# Changing Light Switch



## Pit_69 (Oct 11, 2016)

Hi everyone.
My car has a light switch that comes without the "OFF" position, ie, I can never turn off my lights if i want too. I have AUTO, Parking, ON.
I saw this replacement on ebay:
OEM Electric Power Headlight Control Switch for Chevrolet Cruze New
Wonder if in the US the same part is available, and if anyone has the part number to buy it there and not from China.
Thanks!


----------



## EricSmit (Dec 21, 2016)

Picture of your knob?


----------



## BrandoFisher117 (Mar 14, 2016)

If you go to the auto position, there is another "notch" but it doesn't stay "off". If done right, the DIC will say "Auto Lights Off" or something along those lines. Just turn the knob counter-clockwise (but don't force anything).


----------



## LiveTrash (May 24, 2015)

EricSmit said:


> Picture of your knob?


Wooow, keep it PG rated here, guy.


----------



## Pit_69 (Oct 11, 2016)

■ Task brief
Carry on the forum thread about replacing the Cruze headlight switch from the point where it stops.

■ Dataset rows

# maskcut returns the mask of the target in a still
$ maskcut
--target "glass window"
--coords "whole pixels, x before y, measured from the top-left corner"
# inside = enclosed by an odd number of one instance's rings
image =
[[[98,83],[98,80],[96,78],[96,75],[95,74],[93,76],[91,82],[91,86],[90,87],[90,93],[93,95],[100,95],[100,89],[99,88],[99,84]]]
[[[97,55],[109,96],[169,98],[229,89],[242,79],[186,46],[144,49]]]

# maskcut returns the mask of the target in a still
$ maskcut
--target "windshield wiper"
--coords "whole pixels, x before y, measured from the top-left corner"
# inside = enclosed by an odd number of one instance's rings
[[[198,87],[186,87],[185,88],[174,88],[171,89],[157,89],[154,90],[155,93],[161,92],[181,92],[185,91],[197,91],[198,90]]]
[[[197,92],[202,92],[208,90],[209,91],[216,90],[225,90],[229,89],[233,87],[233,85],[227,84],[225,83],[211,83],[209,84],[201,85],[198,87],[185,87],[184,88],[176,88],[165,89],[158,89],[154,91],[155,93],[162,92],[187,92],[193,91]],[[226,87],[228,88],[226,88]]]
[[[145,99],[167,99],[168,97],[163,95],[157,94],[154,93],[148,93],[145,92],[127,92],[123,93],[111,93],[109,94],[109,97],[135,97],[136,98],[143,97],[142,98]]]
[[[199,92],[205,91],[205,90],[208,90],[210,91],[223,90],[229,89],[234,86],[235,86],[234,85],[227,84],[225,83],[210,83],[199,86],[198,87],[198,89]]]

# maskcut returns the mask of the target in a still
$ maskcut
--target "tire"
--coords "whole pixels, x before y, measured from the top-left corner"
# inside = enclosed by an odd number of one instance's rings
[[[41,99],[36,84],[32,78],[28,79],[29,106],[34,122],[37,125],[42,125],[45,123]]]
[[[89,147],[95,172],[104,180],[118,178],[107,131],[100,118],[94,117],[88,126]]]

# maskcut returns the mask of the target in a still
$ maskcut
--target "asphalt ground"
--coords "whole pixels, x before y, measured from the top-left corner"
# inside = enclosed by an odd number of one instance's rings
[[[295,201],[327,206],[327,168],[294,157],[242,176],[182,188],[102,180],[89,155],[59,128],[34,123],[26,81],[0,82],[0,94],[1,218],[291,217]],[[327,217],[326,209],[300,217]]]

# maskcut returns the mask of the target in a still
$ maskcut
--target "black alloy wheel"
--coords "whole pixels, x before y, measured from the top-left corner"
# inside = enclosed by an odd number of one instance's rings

■ Reply to the exercise
Hi all, 
Here two pictures of my light switch. The one in ebay wont work as it has a different shape (believe it is for the gen1 cruze???


----------



## Blasirl (Mar 31, 2015)

Pit_69 said:


> Hi all,
> Here two pictures of my light switch. The one in ebay wont work as it has a different shape (believe it is for the gen1 cruze???


The one you linked to on is for first gens and is for overseas vehicles that have electrically adjustable headlamps. There are versions that do not have this feature, but look very similar. Also I am pretty sure any with a split main button is also for overseas versions that have front and rear fogs.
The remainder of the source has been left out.